TEXT SHOWN START

UNIVERSAL SPUTUM TESTING VERSUS SYMPTOM-BASED TESTING FOR TUBERCULOSIS (TB) IN HIV-INFECTED PREGNANT WOMEN: A CLUSTER-RANDOMIZED IMPLEMENTATION TRIAL IN SOUTH AFRICA
Session: Late Breaker Poster Discussion Session
Session Code: TUPDB02
Where: Havana Amphitheater
When: 25 JULY, 2017, 13:00-14:00 (7-8 a.m. EST)
Universal screening for tuberculosis identifies significantly more cases of the disease than symptom-based testing and significantly reduced early infant mortality, according to a Johns Hopkins study comparing these two methods of screening in HIV-infected pregnant women in South Africa. The work will be presented by Neil Martinson, M.B., M.P.H., adjunct associate professor of medicine at the Johns Hopkins University Center for Tuberculosis Research and executive director of the Perinatal HIV Research Unit in Soweto, South Africa. The results support testing for tuberculosis in all HIV-infected pregnant women in high-burden areas, regardless of symptoms, to significantly increase detection of the disease and lower mortality rates for their infants.

TEXT SHOWN END

LIST OF TASKS:
- A) Please copy the trial summary word for word between "UNIVERSAL SPUTUM TESTING" and "(7-8 a.m. EST)", inclusive.
- B) Who does the trial summary say will present the work?
You won't need the records.

SOURCE INFORMATION START

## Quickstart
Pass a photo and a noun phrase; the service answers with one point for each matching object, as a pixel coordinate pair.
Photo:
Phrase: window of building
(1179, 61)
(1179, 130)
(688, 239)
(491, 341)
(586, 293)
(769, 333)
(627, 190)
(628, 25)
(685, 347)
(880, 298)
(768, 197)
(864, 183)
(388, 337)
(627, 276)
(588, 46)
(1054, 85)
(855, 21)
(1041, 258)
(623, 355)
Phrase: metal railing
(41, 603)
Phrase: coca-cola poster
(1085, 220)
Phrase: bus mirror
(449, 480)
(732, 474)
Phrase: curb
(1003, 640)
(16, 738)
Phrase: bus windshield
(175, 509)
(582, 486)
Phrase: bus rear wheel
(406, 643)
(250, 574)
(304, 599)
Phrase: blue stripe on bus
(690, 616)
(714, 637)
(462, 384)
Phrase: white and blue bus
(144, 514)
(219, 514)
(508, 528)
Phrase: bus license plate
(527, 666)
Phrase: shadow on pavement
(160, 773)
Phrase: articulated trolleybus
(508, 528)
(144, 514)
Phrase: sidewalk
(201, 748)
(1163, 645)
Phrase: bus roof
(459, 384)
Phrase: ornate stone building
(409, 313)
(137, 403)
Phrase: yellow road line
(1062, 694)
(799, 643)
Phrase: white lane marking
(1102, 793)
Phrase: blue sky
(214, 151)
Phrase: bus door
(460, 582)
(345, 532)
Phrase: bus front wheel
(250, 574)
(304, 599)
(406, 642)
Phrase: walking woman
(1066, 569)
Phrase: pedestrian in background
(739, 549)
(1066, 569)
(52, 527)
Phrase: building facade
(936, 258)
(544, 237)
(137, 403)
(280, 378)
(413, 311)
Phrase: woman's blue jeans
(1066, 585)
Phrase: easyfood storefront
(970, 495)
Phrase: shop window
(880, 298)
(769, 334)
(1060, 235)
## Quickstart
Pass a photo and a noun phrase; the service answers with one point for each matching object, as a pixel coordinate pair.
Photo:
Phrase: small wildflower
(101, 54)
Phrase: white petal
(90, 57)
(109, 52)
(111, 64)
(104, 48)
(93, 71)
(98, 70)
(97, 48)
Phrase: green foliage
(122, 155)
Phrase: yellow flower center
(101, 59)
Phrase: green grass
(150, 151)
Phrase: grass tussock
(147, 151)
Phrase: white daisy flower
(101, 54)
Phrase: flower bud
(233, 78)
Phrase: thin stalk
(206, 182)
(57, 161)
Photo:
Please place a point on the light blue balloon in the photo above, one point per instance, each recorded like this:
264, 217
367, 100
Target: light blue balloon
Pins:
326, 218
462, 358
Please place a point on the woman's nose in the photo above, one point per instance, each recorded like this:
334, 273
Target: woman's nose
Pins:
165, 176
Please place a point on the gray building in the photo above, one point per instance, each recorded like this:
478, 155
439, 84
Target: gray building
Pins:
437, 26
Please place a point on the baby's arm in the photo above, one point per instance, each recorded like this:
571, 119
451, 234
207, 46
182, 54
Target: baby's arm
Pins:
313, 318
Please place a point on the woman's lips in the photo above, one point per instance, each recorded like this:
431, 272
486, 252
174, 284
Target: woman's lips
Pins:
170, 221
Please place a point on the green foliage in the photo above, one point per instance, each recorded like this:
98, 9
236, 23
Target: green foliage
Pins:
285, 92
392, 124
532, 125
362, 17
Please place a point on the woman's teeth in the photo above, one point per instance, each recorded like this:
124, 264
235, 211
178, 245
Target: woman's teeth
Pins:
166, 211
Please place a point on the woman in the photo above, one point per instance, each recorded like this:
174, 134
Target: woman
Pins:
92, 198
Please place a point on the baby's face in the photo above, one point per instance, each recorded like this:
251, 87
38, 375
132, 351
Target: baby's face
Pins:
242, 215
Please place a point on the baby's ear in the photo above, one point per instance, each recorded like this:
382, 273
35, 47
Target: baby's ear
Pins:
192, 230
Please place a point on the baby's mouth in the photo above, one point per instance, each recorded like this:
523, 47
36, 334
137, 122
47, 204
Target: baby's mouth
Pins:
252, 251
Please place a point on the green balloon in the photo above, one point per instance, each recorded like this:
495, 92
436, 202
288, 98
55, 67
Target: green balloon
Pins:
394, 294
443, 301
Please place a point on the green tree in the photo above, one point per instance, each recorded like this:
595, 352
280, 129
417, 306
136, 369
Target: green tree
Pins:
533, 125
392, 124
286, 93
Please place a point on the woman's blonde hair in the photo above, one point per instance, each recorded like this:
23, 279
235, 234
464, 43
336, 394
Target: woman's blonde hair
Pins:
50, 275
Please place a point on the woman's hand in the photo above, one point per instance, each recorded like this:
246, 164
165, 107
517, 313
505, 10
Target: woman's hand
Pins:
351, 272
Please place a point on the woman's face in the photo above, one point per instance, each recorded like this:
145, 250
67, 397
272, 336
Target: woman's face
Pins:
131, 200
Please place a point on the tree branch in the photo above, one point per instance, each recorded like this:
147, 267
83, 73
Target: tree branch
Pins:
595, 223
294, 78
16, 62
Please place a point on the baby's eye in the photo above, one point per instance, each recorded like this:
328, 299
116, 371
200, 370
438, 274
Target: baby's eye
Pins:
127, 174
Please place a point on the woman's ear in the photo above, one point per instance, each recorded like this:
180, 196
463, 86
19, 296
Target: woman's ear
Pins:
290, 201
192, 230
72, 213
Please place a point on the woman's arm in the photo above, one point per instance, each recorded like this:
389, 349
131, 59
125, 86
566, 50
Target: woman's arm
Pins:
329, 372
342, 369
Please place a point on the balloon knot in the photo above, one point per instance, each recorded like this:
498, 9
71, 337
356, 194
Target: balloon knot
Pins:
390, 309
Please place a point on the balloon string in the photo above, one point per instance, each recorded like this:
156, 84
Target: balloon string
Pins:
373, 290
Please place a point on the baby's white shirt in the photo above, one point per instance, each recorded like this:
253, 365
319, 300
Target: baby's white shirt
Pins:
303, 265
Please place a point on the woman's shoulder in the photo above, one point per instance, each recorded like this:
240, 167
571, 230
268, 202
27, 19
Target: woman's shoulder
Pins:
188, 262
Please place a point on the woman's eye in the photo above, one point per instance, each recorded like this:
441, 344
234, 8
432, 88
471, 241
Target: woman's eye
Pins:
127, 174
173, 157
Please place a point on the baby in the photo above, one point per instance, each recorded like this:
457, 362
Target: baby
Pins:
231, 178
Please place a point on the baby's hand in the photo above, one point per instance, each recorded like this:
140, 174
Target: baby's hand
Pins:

SOURCE INFORMATION END

TASK-BY-TASK ANSWERS:
- A)
UNIVERSAL SPUTUM TESTING VERSUS SYMPTOM-BASED TESTING FOR TUBERCULOSIS (TB) IN HIV-INFECTED PREGNANT WOMEN: A CLUSTER-RANDOMIZED IMPLEMENTATION TRIAL IN SOUTH AFRICA
Session: Late Breaker Poster Discussion Session
Session Code: TUPDB02
Where: Havana Amphitheater
When: 25 JULY, 2017, 13:00-14:00 (7-8 a.m. EST)

- B) Neil Martinson, M.B., M.P.H.